(DATA FOR THE TASK begins)
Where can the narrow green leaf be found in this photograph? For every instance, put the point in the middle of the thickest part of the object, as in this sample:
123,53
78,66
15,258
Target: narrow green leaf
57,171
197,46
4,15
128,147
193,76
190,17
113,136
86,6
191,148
(DATA FOR THE TASK ends)
TASK TO COMPLETE:
Repeat the entire listing above, keeping every line exactly the same.

ANSWER TO THE EXERCISE:
Where can the narrow green leaf be found in this photograph? For every instance, put the point in the middle of the thickest part of the object, as in this sample:
123,53
78,66
15,258
Target: narrow green leaf
57,171
197,46
4,15
128,147
193,76
190,17
113,136
86,6
191,148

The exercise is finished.